• _Provided data_:
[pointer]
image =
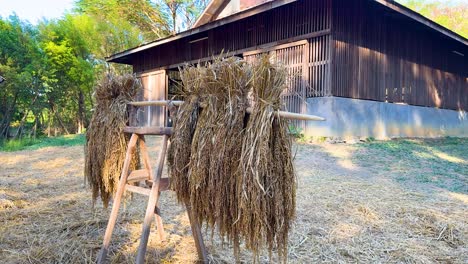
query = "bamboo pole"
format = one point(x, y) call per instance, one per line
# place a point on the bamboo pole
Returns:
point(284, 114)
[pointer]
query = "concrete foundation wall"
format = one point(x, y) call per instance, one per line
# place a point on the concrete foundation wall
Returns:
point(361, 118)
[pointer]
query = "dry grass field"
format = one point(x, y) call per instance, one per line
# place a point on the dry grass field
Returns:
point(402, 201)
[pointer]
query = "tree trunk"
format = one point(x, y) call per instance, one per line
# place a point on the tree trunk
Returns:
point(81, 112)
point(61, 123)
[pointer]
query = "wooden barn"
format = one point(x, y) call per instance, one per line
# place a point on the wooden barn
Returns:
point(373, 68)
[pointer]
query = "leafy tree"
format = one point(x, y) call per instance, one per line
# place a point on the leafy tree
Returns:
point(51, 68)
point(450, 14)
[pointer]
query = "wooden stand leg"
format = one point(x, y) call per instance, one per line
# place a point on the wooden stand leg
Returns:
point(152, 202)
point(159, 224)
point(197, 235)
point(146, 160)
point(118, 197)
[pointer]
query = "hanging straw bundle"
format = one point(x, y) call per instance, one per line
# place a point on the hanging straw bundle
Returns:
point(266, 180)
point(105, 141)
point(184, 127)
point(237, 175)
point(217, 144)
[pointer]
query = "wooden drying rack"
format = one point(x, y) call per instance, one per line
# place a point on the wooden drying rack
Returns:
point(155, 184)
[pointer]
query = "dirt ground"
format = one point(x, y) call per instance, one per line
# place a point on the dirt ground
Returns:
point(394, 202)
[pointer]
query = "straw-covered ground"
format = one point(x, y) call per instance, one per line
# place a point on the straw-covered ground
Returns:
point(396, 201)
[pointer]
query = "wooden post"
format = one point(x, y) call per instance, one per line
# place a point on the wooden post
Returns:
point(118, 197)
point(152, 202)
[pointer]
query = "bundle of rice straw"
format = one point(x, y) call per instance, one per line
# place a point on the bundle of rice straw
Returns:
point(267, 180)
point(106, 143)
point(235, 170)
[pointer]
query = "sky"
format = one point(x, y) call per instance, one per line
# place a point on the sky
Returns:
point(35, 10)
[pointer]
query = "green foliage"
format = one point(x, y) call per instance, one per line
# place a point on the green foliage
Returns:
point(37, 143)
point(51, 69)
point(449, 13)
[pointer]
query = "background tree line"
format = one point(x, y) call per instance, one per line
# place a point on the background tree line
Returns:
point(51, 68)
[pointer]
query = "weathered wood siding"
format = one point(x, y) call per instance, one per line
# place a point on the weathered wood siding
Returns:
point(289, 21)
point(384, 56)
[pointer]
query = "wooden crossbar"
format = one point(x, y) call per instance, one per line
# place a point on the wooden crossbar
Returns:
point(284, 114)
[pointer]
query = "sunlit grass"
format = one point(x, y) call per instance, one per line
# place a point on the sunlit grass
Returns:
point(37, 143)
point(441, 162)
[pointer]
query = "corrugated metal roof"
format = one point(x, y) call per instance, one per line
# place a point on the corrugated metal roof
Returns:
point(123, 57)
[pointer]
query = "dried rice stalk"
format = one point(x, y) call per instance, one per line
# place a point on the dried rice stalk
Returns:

==

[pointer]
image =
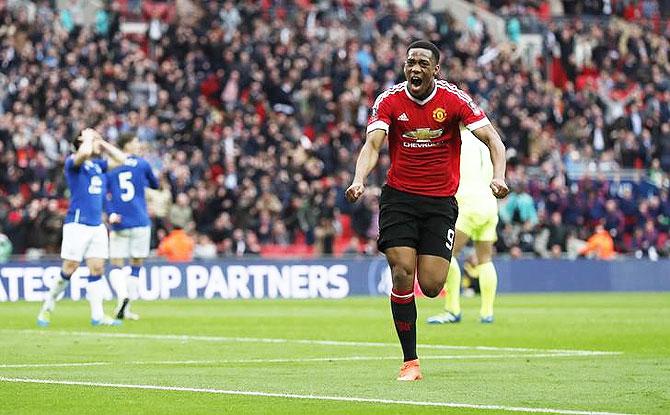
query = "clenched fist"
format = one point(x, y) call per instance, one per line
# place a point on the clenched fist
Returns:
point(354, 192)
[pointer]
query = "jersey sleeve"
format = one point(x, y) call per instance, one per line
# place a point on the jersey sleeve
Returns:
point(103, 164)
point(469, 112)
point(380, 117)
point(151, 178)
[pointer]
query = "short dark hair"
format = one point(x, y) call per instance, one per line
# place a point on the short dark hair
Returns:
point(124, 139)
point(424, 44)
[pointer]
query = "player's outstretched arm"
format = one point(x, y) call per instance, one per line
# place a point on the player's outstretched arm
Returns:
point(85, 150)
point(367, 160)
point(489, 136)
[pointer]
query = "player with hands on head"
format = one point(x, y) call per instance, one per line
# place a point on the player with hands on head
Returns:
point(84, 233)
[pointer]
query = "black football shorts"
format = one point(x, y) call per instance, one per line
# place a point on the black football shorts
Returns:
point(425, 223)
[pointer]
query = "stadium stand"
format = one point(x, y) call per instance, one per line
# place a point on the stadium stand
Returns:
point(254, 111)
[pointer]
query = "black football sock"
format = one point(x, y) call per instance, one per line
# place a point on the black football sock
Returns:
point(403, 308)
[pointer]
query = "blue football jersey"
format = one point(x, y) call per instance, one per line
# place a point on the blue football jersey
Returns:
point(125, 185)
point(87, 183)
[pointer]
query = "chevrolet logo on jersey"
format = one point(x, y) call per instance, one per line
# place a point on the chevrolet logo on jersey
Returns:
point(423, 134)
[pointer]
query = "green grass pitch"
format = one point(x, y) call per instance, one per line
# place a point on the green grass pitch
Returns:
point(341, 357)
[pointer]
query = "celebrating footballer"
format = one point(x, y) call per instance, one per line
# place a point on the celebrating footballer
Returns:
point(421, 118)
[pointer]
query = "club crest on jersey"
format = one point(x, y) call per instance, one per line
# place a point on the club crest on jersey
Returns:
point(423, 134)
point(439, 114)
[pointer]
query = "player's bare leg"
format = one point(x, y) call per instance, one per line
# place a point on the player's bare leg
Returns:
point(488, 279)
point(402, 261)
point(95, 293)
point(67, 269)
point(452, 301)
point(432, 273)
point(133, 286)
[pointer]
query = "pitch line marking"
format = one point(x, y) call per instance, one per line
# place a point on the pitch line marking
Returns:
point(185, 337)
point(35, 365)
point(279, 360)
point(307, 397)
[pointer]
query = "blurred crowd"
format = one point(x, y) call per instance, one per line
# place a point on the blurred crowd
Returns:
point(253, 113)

• _Task goal_: Count the lines in the material above that contain the string "logo". Case matters. Reply with the number only.

• _Solution to this exercise_: 2